→ **Exercise passage**:
● ● ● ●
LTβR-deficient Mice Show Signs of Autoimmunity.

Finally, we asked if the disorganization and absolute reduction of MECs in LTβR−/− mice was associated with autoimmune processes. There is accumulating evidence that MECs play a crucial role in the control of autoimmunity by the promiscuous expression of tissue-specific antigens that are thought to negatively select autoreactive T cell clones and possibly to promote the generation of regulatory T cells (6, 7). To investigate promiscuous gene expression in LTβR−/− mice, we performed RT-PCR on RNA isolated from MECs of LTβR−/− and wild-type mice identified as large CD45G8.8+CDR1B7.1+ cells by FACS® analysis. This approach revealed that promiscuous gene expression and the expression of AIRE, so far the only known regulator of promiscuous gene expression (8), is unaffected in LTβR−/− MECs (Fig. 7 A). Because only 1–5% of MECs express a given tissue-specific antigen (6), central tolerance induction to these promiscuously expressed antigens has been suggested to require extensive interaction of mature lymphocytes with a large number of MECs (7). Given the disturbed three-dimensional organization and the absolute reduction of MECs in LTβR−/− mice, we hypothesized that interaction between lymphocytes and MECs should be grossly disturbed in these mice and, therefore, we sought signs of autoimmunity. Although LTβR−/− mice develop perivascular lymphocytic infiltrates in lungs, liver, pancreas, salivary gland, adrenal gland, and kidney (12), these infiltrates could be due to homeostatic rather than autoimmune processes considering that these mice lack lymph nodes. More conclusively, we detect autoreactive antibodies in sera of LTβR−/− but not wild-type mice directed against salivary gland, stomach, and pancreas (Fig. 7 B). Autoreactive antibodies to liver, adrenal gland, and kidney where lymphocytic infiltrations can also be found were not observed. Older mice appear to be frequently affected: all sera obtained from four 6-mo-old LTβR−/− mice contained autoantibodies recognizing determinants of at least two of these organs whereas control sera remained negative (Table I). Antibodies directed against dsDNA or immunoglobulin in the sera of LTβR−/− mice were not detected. These findings suggest that promiscuous expression of tissue-specific genes may not be sufficient to prevent autoimmune processes and that proper three-dimensional organization in conjunction with a critical number of MECs may also be required.
● ● ● ●
→ **Given data**:

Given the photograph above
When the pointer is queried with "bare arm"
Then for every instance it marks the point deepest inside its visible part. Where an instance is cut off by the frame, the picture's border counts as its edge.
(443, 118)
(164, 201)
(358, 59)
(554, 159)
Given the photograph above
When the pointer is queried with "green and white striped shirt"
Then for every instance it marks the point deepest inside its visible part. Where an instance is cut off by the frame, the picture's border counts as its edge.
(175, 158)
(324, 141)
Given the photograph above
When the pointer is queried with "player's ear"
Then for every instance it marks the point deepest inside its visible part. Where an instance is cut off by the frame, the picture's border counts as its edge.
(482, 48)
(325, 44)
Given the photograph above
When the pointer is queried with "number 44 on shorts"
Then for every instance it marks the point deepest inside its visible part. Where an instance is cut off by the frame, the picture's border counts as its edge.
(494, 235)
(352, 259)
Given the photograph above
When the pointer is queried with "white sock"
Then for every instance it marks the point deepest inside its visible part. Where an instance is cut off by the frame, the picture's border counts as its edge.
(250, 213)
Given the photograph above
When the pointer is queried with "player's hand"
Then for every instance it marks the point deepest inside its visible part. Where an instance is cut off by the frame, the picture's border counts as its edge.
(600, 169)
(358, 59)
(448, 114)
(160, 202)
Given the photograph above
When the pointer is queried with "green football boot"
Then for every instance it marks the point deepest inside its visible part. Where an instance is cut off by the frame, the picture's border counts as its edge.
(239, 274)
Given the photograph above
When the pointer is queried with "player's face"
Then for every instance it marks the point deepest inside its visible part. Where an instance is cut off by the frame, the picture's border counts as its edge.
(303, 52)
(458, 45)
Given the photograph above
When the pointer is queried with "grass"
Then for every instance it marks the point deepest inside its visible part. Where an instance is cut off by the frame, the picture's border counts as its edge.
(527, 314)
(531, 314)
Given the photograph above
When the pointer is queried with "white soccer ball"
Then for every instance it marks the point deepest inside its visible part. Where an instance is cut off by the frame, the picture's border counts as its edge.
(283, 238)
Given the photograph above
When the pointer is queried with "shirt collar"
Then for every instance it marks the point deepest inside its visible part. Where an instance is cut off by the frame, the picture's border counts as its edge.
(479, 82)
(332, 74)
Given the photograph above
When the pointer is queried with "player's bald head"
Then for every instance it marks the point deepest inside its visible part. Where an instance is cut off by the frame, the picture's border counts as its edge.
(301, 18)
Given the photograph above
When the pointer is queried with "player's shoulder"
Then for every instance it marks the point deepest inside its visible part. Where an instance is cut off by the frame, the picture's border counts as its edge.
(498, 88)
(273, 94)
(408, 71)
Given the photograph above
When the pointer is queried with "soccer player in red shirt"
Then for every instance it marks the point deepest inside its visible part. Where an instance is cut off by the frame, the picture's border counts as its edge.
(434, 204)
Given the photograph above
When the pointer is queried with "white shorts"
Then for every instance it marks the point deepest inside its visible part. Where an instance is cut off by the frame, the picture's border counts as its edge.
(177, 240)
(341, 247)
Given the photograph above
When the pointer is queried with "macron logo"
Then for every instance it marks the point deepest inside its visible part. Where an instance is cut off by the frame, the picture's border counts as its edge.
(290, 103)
● ● ● ●
→ **Apply what you read**:
[A] List every organ in which the text on LTβR-deficient mice says these mice develop perivascular lymphocytic infiltrates.
[B] Continue the text on autoimmunity in LTβR-deficient mice from its final sentence.

→ **Written answers**:
[A] Lungs, liver, pancreas, salivary gland, adrenal gland, kidney

[B]
Discussion

Thymic epithelial cells have long been recognized for their ability to generate a diverse, nonautoreactive T cell repertoire by the interaction with developing thymocytes. This reciprocal lympho–epithelial interaction is a unique feature of thymopoiesis. Interaction of T cell receptors and peptide–MHC complexes represents the classical example of an interaction that determines the developmental fate of thymocytes. Here, we provide to our knowledge the first example of how lymphocytes determine the development of thymic MECs that are thought to control autoimmunity. Although transcription factors (e.g., Foxn1 [36] and Hoxa3 [37]), signaling molecules (e.g., RelB; reference 38, 39), and the Wnt proteins (40) have been implicated in thymus development, none of these have been shown to depend on activation by developing lymphocytes in vivo. Indeed, Wnt proteins, which are produced by thymocytes and even more abundantly by thymic epithelial cells, have been so far the only soluble factors influencing epithelial cell differentiation. Our paper identifies the LTβR signaling axis as an important means of communication between developing lymphocytes and epithelial cells in the thymic medulla. The absence of any of its components, namely ligand (i.e., LTα1β2), receptor, or intracellular signaling molecule (i.e., Nik), leads to the disorganization of MECs. Functionally, malformed MECs result in the retention of mature thymocytes and are associated with autoantibody production, suggesting key roles for LTβR signaling in thymic lymphocyte homeostasis and central tolerance induction.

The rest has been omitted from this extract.